Kutipan untuk Dibaca:
↓↓↓
Senin, 19 Agustus 2019

Wajib Mengulang Syahadat ketika Baligh?

Wajib Mengulang Syahadat ketika Baligh?

Haruskah Mengulang Syahadat ketika Baligh?

Assalamualaikun... ustadz. Sy baru baca  buku syahadatain tulisan Muh Umar Jiau al Haq. Dr baca tulisan itu sy menangkap bhw syahadat perlu di baca oleh anak yang lahir dalam keluarga islaam dan dengan di saksikan orang karena syahadat harus di ungkapkan bukan keturunan,tetapi ada juga yang berpendapat tidak perlu. 
Mohon penjelasannya...
Abdullooh
Jawab:
Wa ‘alaikumus salam wa rohmatullooh
Bismillaah was sholatu was salamu ‘ala Rosulillaah, amma ba’du,
Mengucapkan dua kalimat syahadat di depan saksi, hanya berlaku bagi mereka yang hendak masuk islaam.
Ibnu Abbas Rodhiyalloohu ‘anhuma menceritakan:
Ketika Nabi Shollolloohu ‘alaihi wa sallaam mengirim Muadz ke Yaman untuk mendakwahkan islam, Nabi Shollolloohu ‘alaihi wa sallaam berpesan kepada beliau:
إِنَّكَ تَأْتِى قَوْمًا أَهْلَ كِتَابٍ فَادْعُهُمْ إِلَى شَهَادَةِ أَنْ لاَ إِلَهَ إِلاَّ اللَّهُ وَأَنِّى رَسُولُ اللَّهِ فَإِنْ هُمْ أَطَاعُوكَ لِذَلِكَ فَأَعْلِمْهُمْ أَنَّ اللَّهَ افْتَرَضَ عَلَيْهِمْ خَمْسَ صَلَوَاتٍ فِى كُلِّ يَوْمٍ وَلَيْلَةٍ
"Engkau akan mendatangi sekelompok kaum ahli kitab. "Karena itu, ajaklah mereka untuk bersyahadat Laa ilaaha illallooh dan bahwa aku utusan Allooh.
"Jika mereka menerimamu dengan ajakan itu, ajarkanlah kepada mereka bahwa Allooh mewajibkan kepada mereka sholat 5 waqtu dalam sehari semalam….

(HR. Bukhori 1395, Muslim 132, Abu Daud 1586 dan yang lainnya)
↑↑↑
Yang Perlu Dikerjakan:
a – Dalam tanya jawab soal mengulang syahadat ketika baligh, siapa yang disebut perlu mengucapkan dua kalimat syahadat di depan saksi?
b – Teruskan tanya jawab soal mengulang syahadat ketika baligh itu mulai dari bagian terakhirnya.

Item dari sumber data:
↓↓↓
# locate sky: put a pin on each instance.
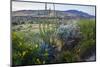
(41, 6)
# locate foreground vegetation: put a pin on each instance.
(53, 43)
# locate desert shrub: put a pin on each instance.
(68, 56)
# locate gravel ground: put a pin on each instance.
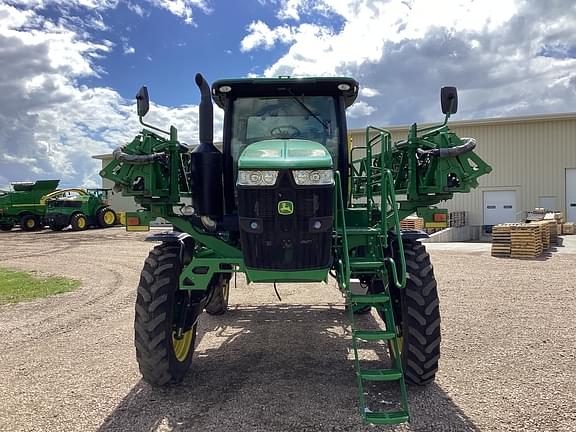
(67, 362)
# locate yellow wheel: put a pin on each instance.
(182, 346)
(106, 217)
(79, 222)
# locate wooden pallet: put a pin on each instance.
(412, 223)
(545, 233)
(525, 241)
(501, 240)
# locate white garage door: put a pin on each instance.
(499, 207)
(571, 194)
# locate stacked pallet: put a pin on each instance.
(412, 222)
(457, 219)
(501, 240)
(544, 233)
(525, 241)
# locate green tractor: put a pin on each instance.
(22, 205)
(79, 208)
(287, 201)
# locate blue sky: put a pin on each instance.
(69, 69)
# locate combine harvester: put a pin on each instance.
(23, 205)
(79, 208)
(284, 203)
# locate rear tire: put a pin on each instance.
(417, 313)
(79, 222)
(29, 223)
(218, 304)
(106, 217)
(162, 359)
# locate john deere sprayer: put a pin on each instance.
(287, 201)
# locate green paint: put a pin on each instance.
(285, 154)
(365, 221)
(285, 208)
(300, 276)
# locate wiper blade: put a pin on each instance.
(308, 110)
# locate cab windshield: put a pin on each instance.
(288, 117)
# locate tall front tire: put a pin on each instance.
(163, 356)
(417, 314)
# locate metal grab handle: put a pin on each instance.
(469, 144)
(120, 156)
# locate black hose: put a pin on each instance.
(120, 156)
(469, 145)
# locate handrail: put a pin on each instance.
(392, 196)
(345, 255)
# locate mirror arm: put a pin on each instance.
(152, 127)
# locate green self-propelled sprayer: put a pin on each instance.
(287, 201)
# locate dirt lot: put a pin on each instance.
(67, 362)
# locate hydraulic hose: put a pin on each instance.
(120, 156)
(469, 144)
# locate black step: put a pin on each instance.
(392, 417)
(368, 335)
(370, 299)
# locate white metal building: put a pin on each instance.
(533, 160)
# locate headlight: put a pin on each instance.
(313, 177)
(257, 178)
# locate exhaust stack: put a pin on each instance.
(206, 160)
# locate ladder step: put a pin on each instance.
(369, 298)
(380, 374)
(374, 334)
(362, 231)
(392, 417)
(366, 264)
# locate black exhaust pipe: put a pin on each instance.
(206, 160)
(206, 111)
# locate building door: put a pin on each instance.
(499, 207)
(571, 194)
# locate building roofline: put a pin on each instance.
(488, 121)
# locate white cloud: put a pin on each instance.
(50, 126)
(263, 36)
(368, 92)
(182, 8)
(507, 57)
(360, 109)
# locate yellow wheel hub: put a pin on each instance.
(182, 346)
(109, 217)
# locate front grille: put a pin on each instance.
(286, 242)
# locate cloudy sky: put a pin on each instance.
(69, 69)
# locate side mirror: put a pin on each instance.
(449, 100)
(142, 101)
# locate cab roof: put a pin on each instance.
(258, 87)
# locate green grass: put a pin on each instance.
(17, 286)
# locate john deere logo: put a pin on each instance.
(285, 207)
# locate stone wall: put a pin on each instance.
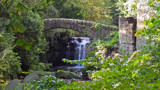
(81, 26)
(127, 40)
(143, 13)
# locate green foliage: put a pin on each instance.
(139, 71)
(66, 74)
(48, 82)
(127, 8)
(97, 27)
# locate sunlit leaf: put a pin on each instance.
(18, 27)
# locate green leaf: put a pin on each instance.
(21, 7)
(28, 46)
(150, 3)
(20, 42)
(1, 35)
(18, 27)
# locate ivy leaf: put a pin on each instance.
(18, 27)
(28, 46)
(20, 42)
(150, 3)
(21, 7)
(1, 35)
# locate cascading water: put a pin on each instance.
(76, 49)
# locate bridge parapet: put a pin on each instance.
(94, 30)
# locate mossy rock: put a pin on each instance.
(66, 75)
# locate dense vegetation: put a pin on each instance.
(23, 44)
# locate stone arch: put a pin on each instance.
(79, 25)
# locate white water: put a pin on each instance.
(80, 45)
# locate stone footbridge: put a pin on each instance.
(91, 29)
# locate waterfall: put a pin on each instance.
(76, 49)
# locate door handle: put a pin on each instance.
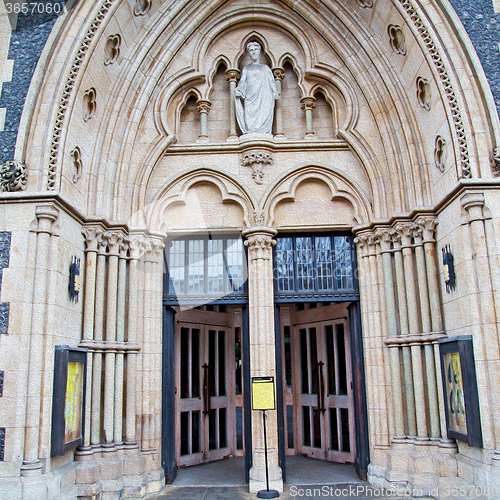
(321, 395)
(206, 389)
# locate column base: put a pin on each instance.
(255, 486)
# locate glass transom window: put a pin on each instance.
(207, 268)
(314, 264)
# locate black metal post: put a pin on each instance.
(266, 493)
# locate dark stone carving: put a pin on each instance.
(2, 443)
(13, 176)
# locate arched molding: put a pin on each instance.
(175, 191)
(340, 187)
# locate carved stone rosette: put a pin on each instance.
(13, 176)
(257, 160)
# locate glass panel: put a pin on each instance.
(344, 419)
(239, 428)
(212, 371)
(317, 428)
(304, 368)
(222, 428)
(237, 357)
(289, 426)
(195, 363)
(196, 264)
(215, 266)
(306, 423)
(343, 263)
(184, 433)
(330, 359)
(185, 362)
(195, 445)
(176, 266)
(334, 433)
(284, 263)
(222, 363)
(288, 356)
(339, 330)
(305, 265)
(212, 416)
(235, 265)
(324, 262)
(314, 361)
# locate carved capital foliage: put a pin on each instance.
(13, 176)
(203, 105)
(308, 103)
(279, 73)
(428, 226)
(232, 75)
(92, 235)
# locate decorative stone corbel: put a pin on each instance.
(495, 162)
(13, 176)
(257, 160)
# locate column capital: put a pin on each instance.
(92, 235)
(203, 105)
(232, 75)
(113, 240)
(279, 73)
(259, 241)
(307, 103)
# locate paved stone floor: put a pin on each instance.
(306, 479)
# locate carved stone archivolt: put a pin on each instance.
(257, 160)
(13, 176)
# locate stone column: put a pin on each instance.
(307, 104)
(135, 245)
(406, 231)
(390, 305)
(262, 350)
(404, 330)
(120, 338)
(203, 109)
(232, 76)
(46, 215)
(430, 364)
(95, 422)
(279, 75)
(92, 238)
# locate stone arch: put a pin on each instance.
(176, 191)
(340, 188)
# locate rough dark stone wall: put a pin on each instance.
(26, 45)
(483, 27)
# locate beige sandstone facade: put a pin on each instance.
(384, 128)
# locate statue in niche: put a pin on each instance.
(255, 96)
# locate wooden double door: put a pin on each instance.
(208, 387)
(318, 388)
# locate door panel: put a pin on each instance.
(207, 386)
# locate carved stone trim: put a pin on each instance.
(13, 176)
(446, 82)
(257, 160)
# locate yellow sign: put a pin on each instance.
(263, 393)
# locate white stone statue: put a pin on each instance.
(255, 96)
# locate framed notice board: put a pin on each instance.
(463, 419)
(68, 405)
(263, 393)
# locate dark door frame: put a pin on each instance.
(362, 458)
(169, 462)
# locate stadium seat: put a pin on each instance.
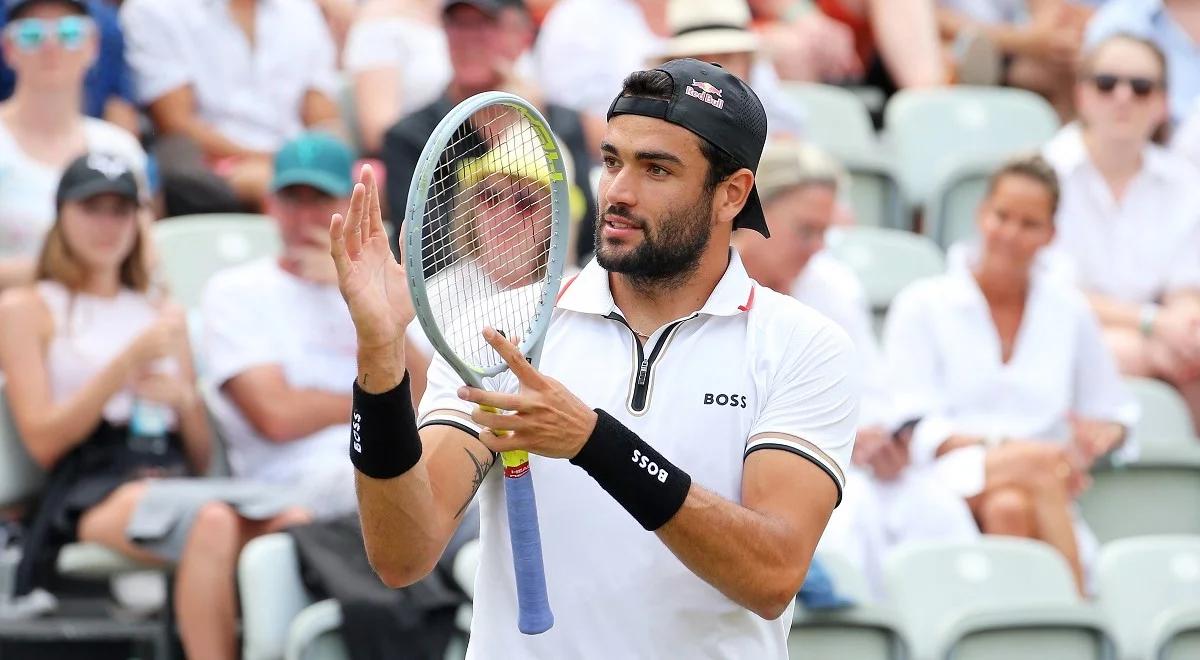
(192, 249)
(280, 618)
(931, 130)
(864, 631)
(1150, 593)
(271, 595)
(955, 198)
(886, 261)
(993, 598)
(1127, 499)
(838, 121)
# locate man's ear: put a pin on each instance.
(731, 195)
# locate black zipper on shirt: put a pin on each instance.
(646, 363)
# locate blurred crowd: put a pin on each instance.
(994, 388)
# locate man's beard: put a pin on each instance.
(670, 250)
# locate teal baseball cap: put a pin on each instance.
(317, 160)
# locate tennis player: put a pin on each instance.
(688, 426)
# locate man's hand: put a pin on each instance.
(373, 285)
(546, 418)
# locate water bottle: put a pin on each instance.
(149, 423)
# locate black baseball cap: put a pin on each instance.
(717, 106)
(12, 7)
(491, 7)
(94, 174)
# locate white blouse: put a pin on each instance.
(1140, 247)
(945, 363)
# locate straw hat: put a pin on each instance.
(709, 27)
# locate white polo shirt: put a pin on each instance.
(1140, 247)
(753, 370)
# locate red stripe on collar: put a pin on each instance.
(562, 291)
(749, 303)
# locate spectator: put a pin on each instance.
(1036, 42)
(1186, 141)
(485, 40)
(279, 342)
(889, 503)
(804, 43)
(895, 40)
(1129, 219)
(237, 78)
(396, 55)
(719, 31)
(108, 89)
(1005, 369)
(1173, 25)
(607, 40)
(85, 351)
(49, 43)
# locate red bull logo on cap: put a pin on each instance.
(707, 93)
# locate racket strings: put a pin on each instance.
(491, 211)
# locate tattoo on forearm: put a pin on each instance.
(481, 468)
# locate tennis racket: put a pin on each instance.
(485, 240)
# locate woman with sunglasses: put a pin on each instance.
(1129, 219)
(85, 349)
(1002, 372)
(51, 45)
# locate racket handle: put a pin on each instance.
(533, 604)
(498, 432)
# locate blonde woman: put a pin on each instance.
(82, 348)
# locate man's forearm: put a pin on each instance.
(408, 520)
(745, 555)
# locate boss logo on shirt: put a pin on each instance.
(651, 467)
(731, 400)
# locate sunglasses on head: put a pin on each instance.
(30, 34)
(1140, 87)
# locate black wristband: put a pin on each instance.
(383, 432)
(637, 477)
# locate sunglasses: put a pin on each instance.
(1140, 87)
(30, 34)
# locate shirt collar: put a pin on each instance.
(591, 294)
(1068, 154)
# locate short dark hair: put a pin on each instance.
(658, 84)
(1031, 167)
(1087, 61)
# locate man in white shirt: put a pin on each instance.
(279, 342)
(604, 40)
(1129, 219)
(743, 400)
(888, 503)
(235, 77)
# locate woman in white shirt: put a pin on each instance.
(42, 126)
(1129, 219)
(90, 360)
(1005, 372)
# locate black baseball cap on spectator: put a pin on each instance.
(491, 7)
(94, 174)
(13, 7)
(719, 107)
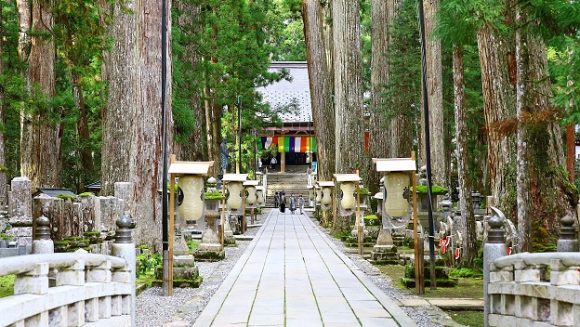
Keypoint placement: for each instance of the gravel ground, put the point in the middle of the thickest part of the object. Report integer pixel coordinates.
(426, 316)
(186, 304)
(154, 309)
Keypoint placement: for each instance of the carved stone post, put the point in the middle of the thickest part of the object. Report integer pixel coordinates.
(494, 248)
(124, 247)
(568, 241)
(42, 242)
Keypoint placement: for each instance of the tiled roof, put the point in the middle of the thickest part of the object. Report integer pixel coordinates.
(294, 94)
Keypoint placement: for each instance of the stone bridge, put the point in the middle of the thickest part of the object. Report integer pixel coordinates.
(72, 289)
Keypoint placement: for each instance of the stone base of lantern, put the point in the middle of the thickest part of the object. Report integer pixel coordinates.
(384, 252)
(210, 248)
(352, 241)
(229, 239)
(185, 272)
(384, 255)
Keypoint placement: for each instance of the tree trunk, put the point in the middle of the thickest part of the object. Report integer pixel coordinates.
(320, 87)
(383, 13)
(82, 128)
(523, 173)
(348, 92)
(435, 89)
(196, 149)
(3, 169)
(499, 104)
(40, 138)
(544, 193)
(461, 134)
(132, 120)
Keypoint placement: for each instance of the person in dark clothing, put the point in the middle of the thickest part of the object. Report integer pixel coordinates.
(282, 202)
(292, 203)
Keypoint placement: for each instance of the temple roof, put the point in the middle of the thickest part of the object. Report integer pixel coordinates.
(290, 98)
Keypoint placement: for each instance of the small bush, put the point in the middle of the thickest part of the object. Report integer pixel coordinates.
(215, 195)
(192, 245)
(464, 272)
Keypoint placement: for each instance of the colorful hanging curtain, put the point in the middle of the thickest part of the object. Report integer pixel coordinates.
(313, 146)
(295, 144)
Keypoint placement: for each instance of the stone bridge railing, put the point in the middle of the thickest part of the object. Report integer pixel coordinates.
(531, 289)
(73, 289)
(540, 289)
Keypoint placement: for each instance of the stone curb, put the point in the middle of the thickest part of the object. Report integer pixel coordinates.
(214, 305)
(391, 305)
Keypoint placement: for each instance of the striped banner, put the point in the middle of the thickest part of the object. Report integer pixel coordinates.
(260, 143)
(296, 144)
(281, 143)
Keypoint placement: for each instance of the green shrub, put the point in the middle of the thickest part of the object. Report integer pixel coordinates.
(435, 189)
(372, 220)
(66, 197)
(192, 245)
(464, 272)
(215, 195)
(147, 263)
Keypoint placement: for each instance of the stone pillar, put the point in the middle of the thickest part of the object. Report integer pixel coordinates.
(21, 200)
(42, 242)
(124, 191)
(124, 247)
(282, 162)
(568, 241)
(494, 248)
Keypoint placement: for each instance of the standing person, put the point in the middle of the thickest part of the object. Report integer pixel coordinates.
(282, 202)
(273, 163)
(292, 203)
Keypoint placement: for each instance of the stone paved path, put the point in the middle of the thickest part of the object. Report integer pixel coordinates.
(292, 275)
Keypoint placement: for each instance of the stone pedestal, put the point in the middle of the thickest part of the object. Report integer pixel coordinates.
↑↑↑
Jawaban Tiap Tugas:
a – Hanya mereka yang hendak masuk Islam.

b –
Kaum yang di datangi Muadz adalah masyarakat beragama nasrani di Yaman.
Demikian pula hadis dari Ibnu Umar Rodhiyalloohu ‘anhumaNabi Shollolloohu ‘alaihi wa sallaam bersabda:
أُمِرْتُ أَنْ أُقَاتِلَ النَّاسَ حَتَّى يَشْهَدُوا أَنْ لاَ إِلَهَ إِلاَّ اللَّهُ وَأَنَّ مُحَمَّدًا رَسُولُ اللَّهِ ، وَيُقِيمُوا الصَّلاَةَ
Aku di perintahkan untuk memerangi manusia sampai mereka bersyahadat Laa ilaaha illallooh dan bahwa Muhammad utusan Allooh, dan mereka menegakkan sholat, dst…
(HR. Bukhori 25 & Muslim 135).
Makna hadits, bahwa beliau di perintahkan untuk menda'wahi manusia sampai mereka masuk islaam dengan di tandai pengucapan dua kalimat syahadat.

Tidak Perlu Mengulang Syahadat:

Oleh karena itu, bagi mereka yang telah masuk islaam, tidak ada kewajiban untuk menyatakan syahadat di depan saksi atau di depan pemimpin, di antara dalil yang menunjukkan hal itu,
Pertama, bahwa ketika Nabi Shollolloohu ‘alaihi wa sallam berhasil menaklukkan kota Mekkah, banyak masyarakat di hamparan jazirah arab yang masuk Islaam secara berbondong-bondong.
Satu suku semua masuk Islaam, di wakili oleh pernyata'an kepala suku. Allooh sebutkan dalam al-Quran:
إِذَا جَاءَ نَصْرُ اللَّهِ وَالْفَتْحُ ( ) وَرَأَيْتَ النَّاسَ يَدْخُلُونَ فِي دِينِ اللَّهِ أَفْوَاجًا
Apabila telah datang pertolongan Allooh dan kemenangan ( ) dan kamu lihat manusia masuk agama Allooh dengan berbondong-bondong. (QS. an-Nashr: 1-2)
Itu terjadi sekitar tahun 9 dan 10 H. Sehingga tahun itu digelari ‘am al-Wufud (tahun kedatangan tamu).
Ketika Nabi Shollolloohu ‘alaihi wa sallaam melakukan haji wada di akhir tahun 10 H, jumlah kaum muslimin yang ikut haji sangat banyak, lebih dari seratus orang.
Anda bisa simak keterangan selengkapnya di: Berapa Jumlah Sahabat Nabi?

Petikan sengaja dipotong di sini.